(Point-per-instance localization data)
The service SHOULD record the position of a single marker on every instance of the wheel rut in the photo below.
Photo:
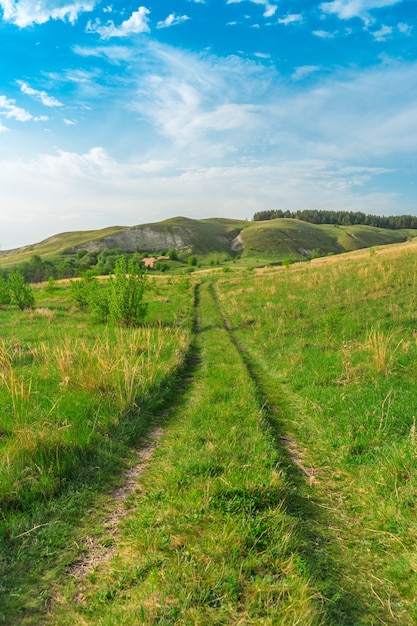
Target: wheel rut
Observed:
(95, 552)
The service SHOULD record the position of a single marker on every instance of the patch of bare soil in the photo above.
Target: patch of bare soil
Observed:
(95, 552)
(297, 457)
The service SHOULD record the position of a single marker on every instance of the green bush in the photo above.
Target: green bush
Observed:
(126, 290)
(21, 293)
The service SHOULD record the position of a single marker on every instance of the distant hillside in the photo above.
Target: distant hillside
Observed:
(276, 239)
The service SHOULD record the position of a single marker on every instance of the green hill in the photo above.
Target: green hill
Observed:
(276, 239)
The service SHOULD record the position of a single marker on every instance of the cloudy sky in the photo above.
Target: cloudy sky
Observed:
(120, 114)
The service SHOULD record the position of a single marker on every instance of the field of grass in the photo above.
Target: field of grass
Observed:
(283, 490)
(258, 243)
(333, 347)
(74, 398)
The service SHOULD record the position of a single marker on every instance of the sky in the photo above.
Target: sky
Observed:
(123, 113)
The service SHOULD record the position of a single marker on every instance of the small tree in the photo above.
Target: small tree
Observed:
(126, 290)
(21, 293)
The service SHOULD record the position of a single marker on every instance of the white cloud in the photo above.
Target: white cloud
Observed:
(42, 96)
(137, 23)
(383, 33)
(292, 18)
(405, 29)
(113, 54)
(347, 9)
(9, 109)
(270, 9)
(172, 20)
(25, 13)
(303, 71)
(324, 34)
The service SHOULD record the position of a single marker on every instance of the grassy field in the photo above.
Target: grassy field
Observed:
(216, 240)
(74, 397)
(283, 487)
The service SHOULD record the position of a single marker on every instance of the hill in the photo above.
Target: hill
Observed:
(275, 239)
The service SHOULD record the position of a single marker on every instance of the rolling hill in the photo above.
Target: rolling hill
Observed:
(276, 239)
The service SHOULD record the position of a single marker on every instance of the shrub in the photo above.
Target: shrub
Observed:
(21, 293)
(5, 296)
(126, 290)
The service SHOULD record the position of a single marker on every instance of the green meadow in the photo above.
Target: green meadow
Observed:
(282, 488)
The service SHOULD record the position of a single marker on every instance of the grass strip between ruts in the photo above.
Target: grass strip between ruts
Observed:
(208, 539)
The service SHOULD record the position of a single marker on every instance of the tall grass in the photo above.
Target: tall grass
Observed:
(74, 399)
(337, 353)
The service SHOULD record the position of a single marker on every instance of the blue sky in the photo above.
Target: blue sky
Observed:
(126, 113)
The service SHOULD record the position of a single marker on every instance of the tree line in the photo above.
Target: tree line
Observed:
(341, 218)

* _Task objective_
When you transcribe the entries above, keep every word exact and leave out the pictures.

* _Task response_
The service SHOULD record the position of a single marker on every instance of the wheel rut in the photo below.
Photo:
Target: wheel rut
Observed:
(95, 552)
The service SHOULD record the position of a single marker on every instance of the patch of bare soil in the photo above.
Target: patch of bare soil
Observed:
(95, 552)
(297, 457)
The service SHOULD record the position of a single marker on every instance of the green bush in the photo above.
Target: green bush
Observed:
(126, 290)
(21, 293)
The service SHOULD record the position of a single marker on every instance of the distant hillside in the photo above.
Target: distant hillside
Observed:
(276, 239)
The service SHOULD record the position of a single marker on every instance of the green hill in the photo above.
Target: green hill
Observed:
(276, 239)
The service SHOULD record the position of a single marker on every instance of the cloudy sky in the photo above.
Target: cloudy sky
Observed:
(120, 114)
The service SHOULD record the position of a single marker on every instance of the field of grass in the photo above.
Target: field of grass
Observed:
(283, 490)
(258, 243)
(333, 347)
(74, 398)
The service SHOULD record the position of a single marker on every instance of the sky in the photo above.
Target: sky
Observed:
(123, 113)
The service SHOULD record the position of a single marker on every instance of the small tree in the photo above.
Target: small tree
Observed:
(126, 290)
(21, 293)
The service SHOULD record the position of a single marker on every instance of the white cloud in the photo above.
Target: white cloud
Observed:
(42, 96)
(137, 23)
(383, 33)
(292, 18)
(405, 29)
(113, 54)
(347, 9)
(9, 109)
(270, 9)
(172, 20)
(25, 13)
(303, 71)
(324, 34)
The service SHOULD record the position of a single marker on every instance of the grassy field in the photo above.
Target: grassy field
Observed:
(216, 240)
(74, 397)
(283, 487)
The service SHOULD record the position of a single marker on every instance of the hill in the photo above.
Target: hill
Observed:
(275, 239)
The service SHOULD record the position of a single marker on every instance of the rolling hill in the photo above.
Target: rolling hill
Observed:
(276, 239)
The service SHOULD record the position of a single marker on every instance of the shrub in the photo above.
Target: shrub
Observed:
(21, 293)
(5, 296)
(126, 290)
The service SHOULD record the position of a single marker on every instance of the green meadow in the photo above.
Target: green meadow
Observed:
(282, 488)
The service SHOULD record the position of a single marker on every instance of the grass strip between ruts in the photo above.
Target: grass strip between ruts
Observed:
(208, 539)
The service SHOULD record the position of a single marker on every instance of the tall grass in the photo above.
Target: tall grass
Observed:
(74, 399)
(337, 353)
The service SHOULD record the position of a single marker on every instance of the blue sky in the photo above.
Target: blue sky
Observed:
(126, 113)
The service SHOULD record the position of a single marker on every instance of the tree line in the photo above.
Target: tree line
Observed:
(341, 218)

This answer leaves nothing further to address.